Tasks to perform
(a) In the book festival article, what does Kendi call the heartbeat of antiracism?
(b) From the book festival article, retype the passage from "Kendi draws on" to "fight for equality." with no changes.

Page excerpt
···
Friday, April 26, 2024
EntertainmentBOOK FESTIVAL: Ibram X Kendi on why racists aren't bad people

BOOK FESTIVAL: Ibram X Kendi on why racists aren’t bad people

DeRay McKesson
Black Lives Matter campaigner DeRay McKesson (image supplied)

Ibram X Kendi’s interview with Black Lives Matter activist DeRay McKesson could not have come at a more timely moment.

A week on from the shooting at El Paso, Texas and a day after the five year anniversary of the Ferguson protests, Ibram X Kendi’s book ‘How to be an Antiracist’ feels more necessary than ever.

So what is an Antiracist? According to Kendi, it’s very different to ‘not being racist’.  

Throughout Kendi’s interview, the need for precise language and definitions to deal with racism becomes of paramount importance.

Kendi explains: “The term ‘not racist’ has always been a term of denial, it says I am not guilty and when a term has no meaning we should stop using it […] the contrast, the heartbeat of antiracism is confession.”

He goes on: “People imagine that a racist is a bad person, an evil person, a fixed idea […] ‘racist’ is not a slur, it’s a descriptive term, it describes what we’re doing.”

For Kendi, racist is not a value judgement and it is not something that can be passively disavowed. We must take active steps to become antiracist.

Kendi manages to exhibit this principal and elicit a laugh from the crowd by holding up Trump’s infamous statement that he does not have “a racist bone” in his body as an example.

As Kendi succinctly puts it, “I have never met someone we would diagnose as being racist who is happy to be called a racist.”

Throughout the interview and in his book Kendi asks us to “release ‘bad person’ and ‘racist’” from their synonymous relationship, no matter how uncomfortable this might be.

Destablising the word ‘racist’ yields some interesting results, at one point Kendi asserts:

“Abolitionists were racists, civil rights activists were racist, just because they are doing good things doesn’t mean you are not thinking that black people are part of the problem.” 

For Kendi, racism is too complex to be boiled down to an essential quality. It follows then that the structure of his new book should be an exploration of “how concepts build on each other.” 

Each chapter has a one word title, such as ‘Genetics’ or ‘Power’ and Kendi explains his desire to explore the impact of such concepts on other aspects of identity, such as sexuality and gender.

He explains: “It’s impossible to an antiracist without an intersectional approach. Every black person is not just racialised […] racism doesn’t just function in a straight way it is typically intersecting.”

“To be an anti racist we have to truly oppose every form of bigotry in the world.”

Kendi draws on his own narrative in the book and the conversation moves on to bigotry and colourism within the black community.

Here McKesson discusses his struggles to mobilise certain members of his own community to protest, to which Kendi has an interesting response.

McKesson asks, “Can people of colour be guilty of racism?” to which Kendi replies: “I would say yes.” 

“I view internalised racism as the real black on black crime […] every individual has the power to resist and there are some black people who do not resist. They are not using their power because of their racist ideas. They view themselves as the problem.” 

Thought-provoking statements such as these are found throughout McKesson and Kendi’s nuanced discussion, which covers everything from the legacy of slavery to the influence that grime music can have on the modern day fight for equality.

As the talk comes to a close, Kendi ends with the words: “We too imagine that we’re not racist and we too should be striving to be anti racist”.

It’s a stark and energising call to action, befitting the last hour’s discussion and the kind active resistance both Kendi and McKesson are calling for.
···
Data for review
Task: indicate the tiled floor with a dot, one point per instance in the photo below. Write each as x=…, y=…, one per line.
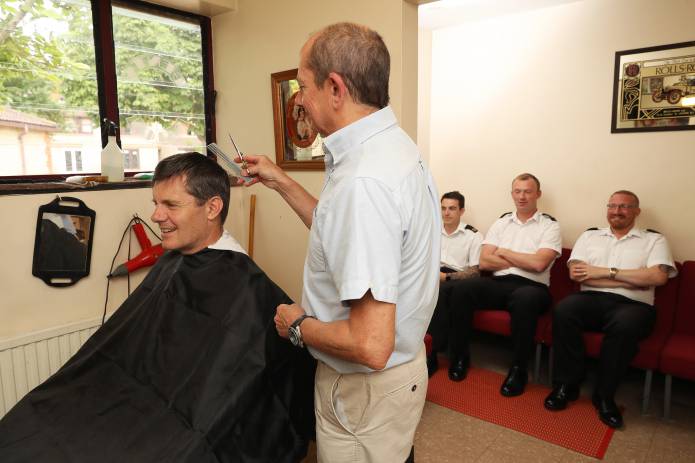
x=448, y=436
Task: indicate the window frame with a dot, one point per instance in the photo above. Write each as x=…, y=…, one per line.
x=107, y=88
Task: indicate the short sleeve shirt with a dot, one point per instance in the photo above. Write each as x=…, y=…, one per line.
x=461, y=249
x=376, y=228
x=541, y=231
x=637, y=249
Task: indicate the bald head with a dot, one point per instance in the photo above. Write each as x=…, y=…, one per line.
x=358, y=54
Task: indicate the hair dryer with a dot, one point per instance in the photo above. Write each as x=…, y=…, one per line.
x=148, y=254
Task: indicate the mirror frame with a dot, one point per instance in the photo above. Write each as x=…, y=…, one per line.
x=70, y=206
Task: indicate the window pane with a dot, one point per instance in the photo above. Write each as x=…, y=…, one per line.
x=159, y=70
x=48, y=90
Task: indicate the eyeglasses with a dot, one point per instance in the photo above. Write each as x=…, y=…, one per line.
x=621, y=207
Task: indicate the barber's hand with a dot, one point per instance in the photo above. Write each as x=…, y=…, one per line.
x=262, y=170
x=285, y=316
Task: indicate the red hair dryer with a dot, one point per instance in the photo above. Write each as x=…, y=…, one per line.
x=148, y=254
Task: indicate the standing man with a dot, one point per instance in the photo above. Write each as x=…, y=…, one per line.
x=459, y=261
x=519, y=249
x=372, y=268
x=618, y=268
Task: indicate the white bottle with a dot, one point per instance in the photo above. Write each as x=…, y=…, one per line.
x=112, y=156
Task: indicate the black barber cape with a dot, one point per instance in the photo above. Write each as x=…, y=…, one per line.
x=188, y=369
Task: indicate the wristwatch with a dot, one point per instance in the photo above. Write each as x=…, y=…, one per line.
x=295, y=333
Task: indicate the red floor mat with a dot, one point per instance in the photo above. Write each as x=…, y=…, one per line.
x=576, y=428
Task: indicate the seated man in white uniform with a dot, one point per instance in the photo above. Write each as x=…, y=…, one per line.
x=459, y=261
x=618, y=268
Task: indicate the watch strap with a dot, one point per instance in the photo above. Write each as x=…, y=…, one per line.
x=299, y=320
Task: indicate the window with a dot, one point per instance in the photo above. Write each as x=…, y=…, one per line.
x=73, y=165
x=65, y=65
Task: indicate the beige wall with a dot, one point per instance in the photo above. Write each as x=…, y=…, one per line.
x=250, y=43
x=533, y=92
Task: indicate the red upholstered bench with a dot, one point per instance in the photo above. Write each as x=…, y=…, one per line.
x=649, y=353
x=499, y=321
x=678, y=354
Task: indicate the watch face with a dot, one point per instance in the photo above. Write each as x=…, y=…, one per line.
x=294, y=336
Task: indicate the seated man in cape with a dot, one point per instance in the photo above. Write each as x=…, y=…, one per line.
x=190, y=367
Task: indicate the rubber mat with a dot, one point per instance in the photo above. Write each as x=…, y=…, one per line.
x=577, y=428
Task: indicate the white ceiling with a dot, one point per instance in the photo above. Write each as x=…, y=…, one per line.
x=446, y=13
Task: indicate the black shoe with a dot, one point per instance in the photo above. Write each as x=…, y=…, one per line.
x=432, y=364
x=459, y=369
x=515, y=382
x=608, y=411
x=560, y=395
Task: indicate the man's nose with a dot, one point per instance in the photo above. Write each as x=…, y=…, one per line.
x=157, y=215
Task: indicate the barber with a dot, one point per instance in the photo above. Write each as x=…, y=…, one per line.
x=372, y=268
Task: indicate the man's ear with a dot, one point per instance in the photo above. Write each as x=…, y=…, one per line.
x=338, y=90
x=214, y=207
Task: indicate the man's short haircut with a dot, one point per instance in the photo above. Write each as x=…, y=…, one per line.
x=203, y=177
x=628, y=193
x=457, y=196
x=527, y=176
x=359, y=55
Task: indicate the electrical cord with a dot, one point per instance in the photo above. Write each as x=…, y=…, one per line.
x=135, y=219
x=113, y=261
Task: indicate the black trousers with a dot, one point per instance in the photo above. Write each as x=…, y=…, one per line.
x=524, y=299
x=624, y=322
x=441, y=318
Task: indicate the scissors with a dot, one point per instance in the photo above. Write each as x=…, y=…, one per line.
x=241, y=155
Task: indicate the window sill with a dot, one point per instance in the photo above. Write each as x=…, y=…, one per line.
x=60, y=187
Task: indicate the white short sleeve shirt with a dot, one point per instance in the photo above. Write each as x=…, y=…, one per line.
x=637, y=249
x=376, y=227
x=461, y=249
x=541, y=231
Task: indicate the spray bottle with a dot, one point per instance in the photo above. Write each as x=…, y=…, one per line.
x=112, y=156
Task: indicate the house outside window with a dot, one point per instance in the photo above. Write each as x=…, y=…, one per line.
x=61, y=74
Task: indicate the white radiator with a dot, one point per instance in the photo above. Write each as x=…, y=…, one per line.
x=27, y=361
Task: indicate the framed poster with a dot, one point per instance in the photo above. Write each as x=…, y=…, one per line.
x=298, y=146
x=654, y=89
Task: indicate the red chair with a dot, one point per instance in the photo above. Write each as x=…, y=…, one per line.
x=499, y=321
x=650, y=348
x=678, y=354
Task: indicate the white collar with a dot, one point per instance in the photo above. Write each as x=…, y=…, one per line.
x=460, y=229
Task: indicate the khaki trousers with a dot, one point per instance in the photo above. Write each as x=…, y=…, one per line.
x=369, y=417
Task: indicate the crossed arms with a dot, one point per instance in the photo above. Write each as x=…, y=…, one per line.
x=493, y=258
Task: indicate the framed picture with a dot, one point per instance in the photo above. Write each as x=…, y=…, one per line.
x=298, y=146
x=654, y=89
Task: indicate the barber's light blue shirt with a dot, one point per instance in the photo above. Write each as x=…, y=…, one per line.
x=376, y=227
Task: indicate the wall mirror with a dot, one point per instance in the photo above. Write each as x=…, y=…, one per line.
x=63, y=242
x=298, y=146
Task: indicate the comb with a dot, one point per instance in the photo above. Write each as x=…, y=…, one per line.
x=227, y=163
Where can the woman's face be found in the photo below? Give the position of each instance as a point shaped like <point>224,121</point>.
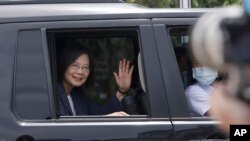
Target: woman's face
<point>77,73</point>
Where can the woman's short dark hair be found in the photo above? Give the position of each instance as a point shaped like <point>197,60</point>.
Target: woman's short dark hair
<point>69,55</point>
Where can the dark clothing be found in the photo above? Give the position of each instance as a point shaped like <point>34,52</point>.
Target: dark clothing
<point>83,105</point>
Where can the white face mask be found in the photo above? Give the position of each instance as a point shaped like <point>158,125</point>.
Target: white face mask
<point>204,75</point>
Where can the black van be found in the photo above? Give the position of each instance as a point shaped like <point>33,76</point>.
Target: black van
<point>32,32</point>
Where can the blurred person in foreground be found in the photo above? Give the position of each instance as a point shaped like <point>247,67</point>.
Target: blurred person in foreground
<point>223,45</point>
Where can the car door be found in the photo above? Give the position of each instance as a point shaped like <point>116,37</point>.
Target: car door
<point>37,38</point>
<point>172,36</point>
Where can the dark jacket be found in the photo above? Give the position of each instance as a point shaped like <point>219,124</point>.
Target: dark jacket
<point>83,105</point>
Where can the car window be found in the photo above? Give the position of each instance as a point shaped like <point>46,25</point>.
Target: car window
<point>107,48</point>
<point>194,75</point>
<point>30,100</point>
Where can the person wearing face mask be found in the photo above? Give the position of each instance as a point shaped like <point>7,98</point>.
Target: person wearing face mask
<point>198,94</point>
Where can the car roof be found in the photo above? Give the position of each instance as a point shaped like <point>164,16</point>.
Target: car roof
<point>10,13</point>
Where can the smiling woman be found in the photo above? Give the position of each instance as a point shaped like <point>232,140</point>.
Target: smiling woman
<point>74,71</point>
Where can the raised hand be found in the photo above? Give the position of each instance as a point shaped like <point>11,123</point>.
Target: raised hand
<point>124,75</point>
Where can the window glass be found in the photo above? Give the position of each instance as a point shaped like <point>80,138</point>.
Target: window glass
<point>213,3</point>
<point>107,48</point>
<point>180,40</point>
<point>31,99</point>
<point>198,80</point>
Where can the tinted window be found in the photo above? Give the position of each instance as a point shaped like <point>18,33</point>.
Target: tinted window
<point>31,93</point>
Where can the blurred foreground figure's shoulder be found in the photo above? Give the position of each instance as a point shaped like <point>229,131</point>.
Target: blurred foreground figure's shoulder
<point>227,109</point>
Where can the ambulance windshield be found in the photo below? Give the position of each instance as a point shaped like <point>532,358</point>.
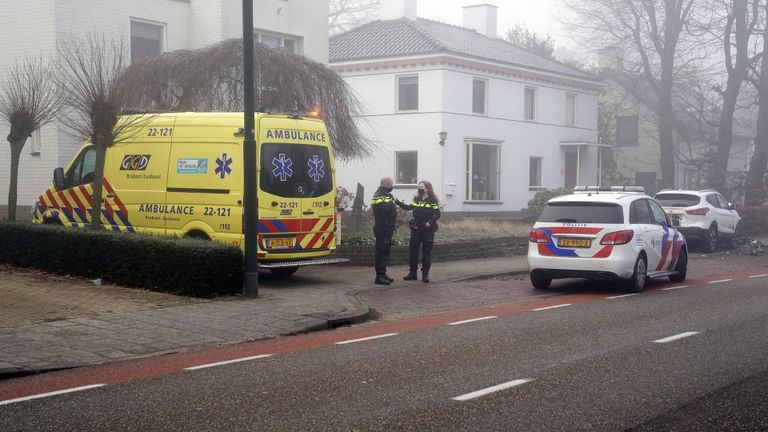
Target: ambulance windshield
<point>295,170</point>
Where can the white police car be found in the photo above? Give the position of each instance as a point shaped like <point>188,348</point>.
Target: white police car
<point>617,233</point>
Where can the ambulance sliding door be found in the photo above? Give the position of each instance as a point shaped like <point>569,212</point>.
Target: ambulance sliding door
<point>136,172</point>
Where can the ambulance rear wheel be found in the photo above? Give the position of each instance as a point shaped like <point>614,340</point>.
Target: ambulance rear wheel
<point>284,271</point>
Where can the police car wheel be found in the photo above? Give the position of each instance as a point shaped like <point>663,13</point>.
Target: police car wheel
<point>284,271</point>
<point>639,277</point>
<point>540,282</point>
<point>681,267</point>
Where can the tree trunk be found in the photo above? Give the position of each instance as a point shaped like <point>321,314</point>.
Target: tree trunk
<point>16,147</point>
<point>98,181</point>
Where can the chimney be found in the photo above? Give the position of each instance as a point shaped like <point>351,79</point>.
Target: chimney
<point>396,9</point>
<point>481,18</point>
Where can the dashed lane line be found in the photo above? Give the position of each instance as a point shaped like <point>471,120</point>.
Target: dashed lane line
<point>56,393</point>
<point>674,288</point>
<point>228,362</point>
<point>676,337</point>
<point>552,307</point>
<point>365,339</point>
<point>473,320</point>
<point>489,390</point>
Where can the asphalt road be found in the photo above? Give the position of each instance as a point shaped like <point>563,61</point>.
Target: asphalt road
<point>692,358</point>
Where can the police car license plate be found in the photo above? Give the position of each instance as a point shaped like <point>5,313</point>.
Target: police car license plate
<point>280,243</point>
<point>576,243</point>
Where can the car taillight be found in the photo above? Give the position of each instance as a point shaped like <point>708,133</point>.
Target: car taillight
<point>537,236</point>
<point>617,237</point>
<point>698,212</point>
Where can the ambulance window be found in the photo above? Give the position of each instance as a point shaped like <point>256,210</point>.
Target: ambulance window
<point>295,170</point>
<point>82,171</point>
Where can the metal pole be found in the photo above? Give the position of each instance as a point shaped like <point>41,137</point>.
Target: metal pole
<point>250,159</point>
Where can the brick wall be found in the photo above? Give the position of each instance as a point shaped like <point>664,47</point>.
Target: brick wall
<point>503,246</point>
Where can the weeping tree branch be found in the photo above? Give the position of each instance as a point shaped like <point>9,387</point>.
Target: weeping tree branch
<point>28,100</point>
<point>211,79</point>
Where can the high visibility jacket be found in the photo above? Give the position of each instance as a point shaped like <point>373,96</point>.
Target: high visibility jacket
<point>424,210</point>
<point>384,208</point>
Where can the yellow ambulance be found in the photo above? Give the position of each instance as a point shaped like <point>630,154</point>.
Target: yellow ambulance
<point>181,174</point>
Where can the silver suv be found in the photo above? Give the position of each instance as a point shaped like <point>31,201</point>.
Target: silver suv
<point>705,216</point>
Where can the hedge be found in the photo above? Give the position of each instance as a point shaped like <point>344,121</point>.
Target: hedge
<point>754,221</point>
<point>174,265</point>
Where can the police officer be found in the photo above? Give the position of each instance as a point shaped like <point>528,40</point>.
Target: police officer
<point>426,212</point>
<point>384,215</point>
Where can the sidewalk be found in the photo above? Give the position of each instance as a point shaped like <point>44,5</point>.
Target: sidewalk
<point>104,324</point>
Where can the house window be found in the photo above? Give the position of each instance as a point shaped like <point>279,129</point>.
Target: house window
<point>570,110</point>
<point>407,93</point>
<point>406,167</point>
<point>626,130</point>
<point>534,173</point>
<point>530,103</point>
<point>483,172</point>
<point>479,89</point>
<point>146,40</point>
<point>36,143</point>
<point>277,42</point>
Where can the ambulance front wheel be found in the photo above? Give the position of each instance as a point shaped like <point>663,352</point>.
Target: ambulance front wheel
···
Answers for this exercise
(a) Confession.

(b)
Kendi draws on his own narrative in the book and the conversation moves on to bigotry and colourism within the black community.

Here McKesson discusses his struggles to mobilise certain members of his own community to protest, to which Kendi has an interesting response.

McKesson asks, “Can people of colour be guilty of racism?” to which Kendi replies: “I would say yes.” 

“I view internalised racism as the real black on black crime […] every individual has the power to resist and there are some black people who do not resist. They are not using their power because of their racist ideas. They view themselves as the problem.” 

Thought-provoking statements such as these are found throughout McKesson and Kendi’s nuanced discussion, which covers everything from the legacy of slavery to the influence that grime music can have on the modern day fight for equality.